| Dataset rows |
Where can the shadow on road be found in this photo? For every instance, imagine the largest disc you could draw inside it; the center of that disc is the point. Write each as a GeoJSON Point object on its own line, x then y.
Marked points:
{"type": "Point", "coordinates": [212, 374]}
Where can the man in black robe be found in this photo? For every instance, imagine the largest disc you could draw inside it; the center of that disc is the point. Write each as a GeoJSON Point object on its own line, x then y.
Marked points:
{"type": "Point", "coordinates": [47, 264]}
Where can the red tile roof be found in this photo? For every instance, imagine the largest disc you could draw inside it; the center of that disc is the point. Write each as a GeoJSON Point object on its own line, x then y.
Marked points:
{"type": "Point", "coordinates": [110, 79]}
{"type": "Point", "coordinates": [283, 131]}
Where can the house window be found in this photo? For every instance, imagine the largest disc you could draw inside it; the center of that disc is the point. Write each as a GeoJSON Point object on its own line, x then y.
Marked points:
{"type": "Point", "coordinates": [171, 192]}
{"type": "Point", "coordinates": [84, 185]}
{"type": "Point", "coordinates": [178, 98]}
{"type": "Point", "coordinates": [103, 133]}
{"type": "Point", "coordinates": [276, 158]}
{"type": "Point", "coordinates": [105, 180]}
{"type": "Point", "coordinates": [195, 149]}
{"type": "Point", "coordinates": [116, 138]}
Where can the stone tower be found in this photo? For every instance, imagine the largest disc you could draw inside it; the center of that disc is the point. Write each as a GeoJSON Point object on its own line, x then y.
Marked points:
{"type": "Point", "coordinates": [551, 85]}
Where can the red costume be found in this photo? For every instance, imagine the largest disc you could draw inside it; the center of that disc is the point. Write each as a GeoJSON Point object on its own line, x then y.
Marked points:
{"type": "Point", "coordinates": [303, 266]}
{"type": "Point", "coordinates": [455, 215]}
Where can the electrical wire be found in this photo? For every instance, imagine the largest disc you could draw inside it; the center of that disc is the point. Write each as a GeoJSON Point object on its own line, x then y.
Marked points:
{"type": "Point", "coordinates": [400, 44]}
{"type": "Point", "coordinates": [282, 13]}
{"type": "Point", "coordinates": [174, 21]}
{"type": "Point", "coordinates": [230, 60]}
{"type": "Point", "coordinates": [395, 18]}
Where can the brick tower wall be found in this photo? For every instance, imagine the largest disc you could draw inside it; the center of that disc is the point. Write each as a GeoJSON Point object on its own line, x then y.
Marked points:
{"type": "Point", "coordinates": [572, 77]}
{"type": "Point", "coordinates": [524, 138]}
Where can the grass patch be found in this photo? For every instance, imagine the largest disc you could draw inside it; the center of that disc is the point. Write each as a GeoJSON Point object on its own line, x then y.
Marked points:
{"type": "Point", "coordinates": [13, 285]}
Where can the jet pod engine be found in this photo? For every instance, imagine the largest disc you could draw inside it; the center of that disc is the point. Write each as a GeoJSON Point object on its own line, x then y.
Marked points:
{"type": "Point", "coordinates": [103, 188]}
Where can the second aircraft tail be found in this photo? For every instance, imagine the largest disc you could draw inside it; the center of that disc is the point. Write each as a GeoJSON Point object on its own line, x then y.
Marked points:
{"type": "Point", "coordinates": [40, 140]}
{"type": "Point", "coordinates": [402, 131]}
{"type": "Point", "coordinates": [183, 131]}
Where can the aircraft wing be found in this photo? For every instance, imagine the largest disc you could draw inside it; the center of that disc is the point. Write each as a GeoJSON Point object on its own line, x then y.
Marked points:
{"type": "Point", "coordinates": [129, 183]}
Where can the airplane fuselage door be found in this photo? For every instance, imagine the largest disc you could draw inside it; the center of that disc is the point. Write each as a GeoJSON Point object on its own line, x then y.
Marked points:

| Short exercise |
Reproduce, word for word, only the lines from the one that contains "Where can the aircraft" through the final line.

| Output for this exercise |
Where can the aircraft wing be found in this photo? For every instance, imagine the largest disc you could draw inside it; the center of that disc is the point. Write each as a GeoJSON Point object on its own line, x then y.
Marked points:
{"type": "Point", "coordinates": [129, 183]}
Where can the airplane fuselage door be found in this photo? For every instance, imagine the largest disc you could draw inside it; the center of that disc is the point. Write each as a GeoJSON Point object on its own line, x then y.
Marked points:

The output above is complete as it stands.